• Task 1:
Answer these from the excerpt on gold prices:
(a) What model did Martin Armstrong create?
(b) On what date did Armstrong blog that gold is being overpowered by the rise in the dollar?
(c) According to Armstrong, what is the highest price per ounce gold will probably reach?
• Task 2: Reproduce the part of the excerpt on gold prices that opens with the words containing "He added just" and closes with "rises — not before.".

• Selected text:
=======

I’ve heard this scenario before, one where the price of gold falls more due to a strengthening U.S. dollar stemming from a global flight to “perceived” safety. Do any readers follow Martin Armstrong, economist at Armstrong Economics (and former chairman of Princeton Economics International Ltd.) and the creator of the Economic Confidence Model? While the jury’s still out on him (for me), I do read his blog almost daily. And if my memory serves me correctly, what Jim Rogers just said sounds a lot like what Armstrong has also been saying in recent times. Back on November 20 he blogged:

Gold is being overpowered by the rise in the dollar…

(Editor’s note: Bold added for emphasis)

He added just two weeks ago:

I have stated this many times, so here it goes again: Gold rises when people lose confidence in government. It has nothing to do with inflation. So, you start to worry about government survival or who’s going to win a war when gold rises — not before.

Short term, we still have the risk of gold going under $1,000 per ounce. It’s going to flip when everything is right — not before. It will probably max out at $5,000 per ounce or perhaps $6,000 at best. That we will not know until we have the low and the projection angle from that low…

Gold will respond ONLY when the majority sees the crisis unfolding. Just because you may understand it and see the logical outcome does not mean that the bulk of the population will…

(Editor’s note: Bold added for emphasis)

=======

• Provided material:
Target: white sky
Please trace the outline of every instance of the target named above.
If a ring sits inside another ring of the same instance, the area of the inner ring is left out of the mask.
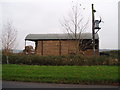
[[[80,0],[86,8],[86,17],[91,16],[91,4],[104,23],[99,31],[100,49],[118,48],[118,1],[119,0]],[[28,34],[63,33],[60,26],[64,16],[70,12],[72,0],[1,0],[0,30],[2,24],[11,19],[18,31],[17,49],[24,49]],[[91,24],[91,23],[90,23]],[[89,27],[87,32],[91,32]],[[30,43],[29,43],[30,44]]]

=======

• Written response 1:
(a) The Economic Confidence Model.
(b) November 20.
(c) $5,000 per ounce, or perhaps $6,000 at best.

• Written response 2:
He added just two weeks ago:

I have stated this many times, so here it goes again: Gold rises when people lose confidence in government. It has nothing to do with inflation. So, you start to worry about government survival or who’s going to win a war when gold rises — not before.